The problem: Could you pull every line of the listing below and reproduce each one word for word, leaving out the pictures?

Dataset excerpts:

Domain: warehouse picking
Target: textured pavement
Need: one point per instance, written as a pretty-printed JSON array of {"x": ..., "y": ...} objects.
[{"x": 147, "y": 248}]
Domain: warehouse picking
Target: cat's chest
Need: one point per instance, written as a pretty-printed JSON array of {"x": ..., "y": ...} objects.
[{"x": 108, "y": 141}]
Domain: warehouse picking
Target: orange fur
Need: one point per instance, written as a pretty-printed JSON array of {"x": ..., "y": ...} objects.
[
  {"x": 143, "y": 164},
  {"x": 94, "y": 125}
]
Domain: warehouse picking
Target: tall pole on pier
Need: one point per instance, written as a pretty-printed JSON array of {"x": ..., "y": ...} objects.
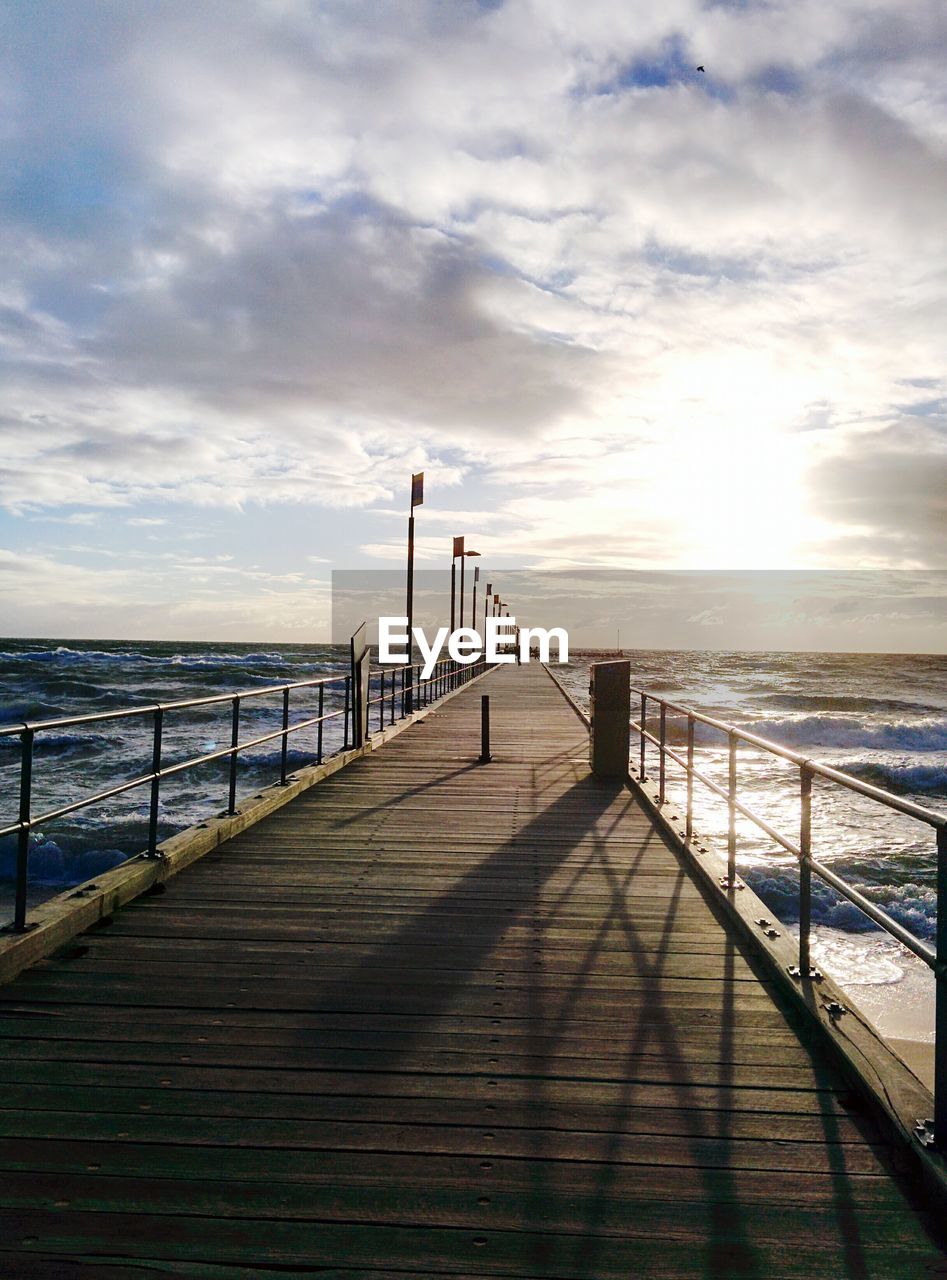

Answer in full:
Domain: warehouse picking
Target: textured pavement
Need: one point per instance, written as a pretty-printed JSON array of {"x": ..., "y": ...} objects.
[{"x": 147, "y": 248}]
Domain: warehouse picking
Target: cat's chest
Need: one point per instance, written as a pretty-printed JSON array of {"x": ..., "y": ...} objects.
[{"x": 108, "y": 141}]
Domain: warehouse picking
Target: orange fur
Need: one point per instance, written as a pretty-printed JSON array of {"x": ..., "y": ...} objects.
[
  {"x": 143, "y": 164},
  {"x": 94, "y": 125}
]
Domain: warehouse picking
Target: tall pole on pier
Need: one point per instance, written as a pretty-printed JSON array of {"x": ..., "y": ...} objects.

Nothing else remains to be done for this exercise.